- [What is expected]: According to the article on indoor air hazards, how many carbon monoxide alarms do experts recommend installing in a home?

3 Indoor Air Hazards Impacting You
Are you worried about the air you breathe? Many of think of the outdoors when we hear the word pollutants; things like carbon monoxide, ground-level ozone and nitrogen come to mind, but what about indoor air pollutants? In fact, the EPA says that the air within homes and other buildings can be more seriously polluted than the outdoor air in even the largest and most industrialized cities.
While long-term exposure to indoor air pollutants can cause major health problems, there isn’t cause to worry just yet. The good news is that in addition to learning the most common indoor air pollutants, there are easy steps you can take to rid your home of those hazards.
Mold & Mildew: Mold and mildew are found just about everywhere, especially where there is moisture. Mold and mildew release spores into the air, which may cause irritation when we touch them or breathe them in. While mold and mildew may not impact everyone, some individuals have mold allergies.
To get rid of mold, start by focusing on these common spots for mold: basements, closets, bathrooms, food storage areas, refrigerators, house plants and air conditioners. Make sure to practice safe cleaning techniques; wear a mask, eye protection and gloves, as well as providing adequate ventilation and using proper cleaning products.
Carbon monoxide (CO): While most of us know carbon monoxide can be a deadly pollutant, the Center for Disease Control estimates that nearly 400 Americans die each year from unintentional CO poisoning.
CO can be released from fuel-burning stoves, heaters and other common appliances. CO is especially serious as it blocks the movement of oxygen in the body, causing a wide range of side effects.
Because CO is an odorless and colorless gas, it can be hard to detect without the proper equipment. To be safe, experts recommend installing at least one carbon monoxide alarm on every level of your home. Also, calling a professional to inspect and repair heating systems is suggested.
Asbestos: This naturally occurring mineral was once a common material used throughout the household, ranging from insulation and floor tiles to window caulking and cement. While its use has decreased since the 1980’s, it can still be found in some houses and buildings.
Products that contain asbestos are only a concern if they become damaged and release breathable asbestos fibers. Asbestos can cause scarring of lung tissue and lung cancer.
If you believe that you may have asbestos in your home, contact a professional to remove it. Do not touch it yourself as you may release asbestos fibers into the air. Before professionals remove the asbestos, make sure that all members of the house, including pets, are out of the work area. Also, notify neighbors since they are in close proximity.
There are several indoor and outdoor air pollutants to be mindful of. One of the best ways to ensure your families safety is to learn the common signs of pollutant irritation. Also, utilize simple health tips to breathe safer at home; investing in air filters, dehumidifiers and/or humidifiers are a great place to start.

[Source records]
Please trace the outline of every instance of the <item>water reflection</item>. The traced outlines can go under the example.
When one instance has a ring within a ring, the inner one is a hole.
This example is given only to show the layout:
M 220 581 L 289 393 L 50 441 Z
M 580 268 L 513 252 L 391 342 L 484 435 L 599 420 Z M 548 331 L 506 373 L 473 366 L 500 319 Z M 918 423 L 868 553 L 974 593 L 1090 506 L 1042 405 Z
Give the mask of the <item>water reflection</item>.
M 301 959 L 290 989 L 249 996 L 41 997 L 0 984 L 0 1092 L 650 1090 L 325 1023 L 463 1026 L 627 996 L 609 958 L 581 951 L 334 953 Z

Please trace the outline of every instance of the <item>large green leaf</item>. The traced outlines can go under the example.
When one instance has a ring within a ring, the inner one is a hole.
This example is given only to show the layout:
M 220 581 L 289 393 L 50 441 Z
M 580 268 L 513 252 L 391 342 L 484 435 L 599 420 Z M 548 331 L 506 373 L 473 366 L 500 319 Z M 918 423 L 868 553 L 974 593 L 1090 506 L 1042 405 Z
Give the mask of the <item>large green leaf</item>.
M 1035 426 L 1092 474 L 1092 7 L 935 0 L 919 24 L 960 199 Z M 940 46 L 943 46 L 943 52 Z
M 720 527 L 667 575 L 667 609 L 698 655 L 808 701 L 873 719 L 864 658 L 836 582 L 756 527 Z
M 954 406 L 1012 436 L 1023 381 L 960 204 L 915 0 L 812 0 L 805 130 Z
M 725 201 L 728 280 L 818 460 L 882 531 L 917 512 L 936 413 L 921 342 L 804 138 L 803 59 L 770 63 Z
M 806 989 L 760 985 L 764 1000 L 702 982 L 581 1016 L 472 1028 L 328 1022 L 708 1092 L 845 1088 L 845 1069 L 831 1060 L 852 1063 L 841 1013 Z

- [Completed task]: At least one carbon monoxide alarm on every level of the home.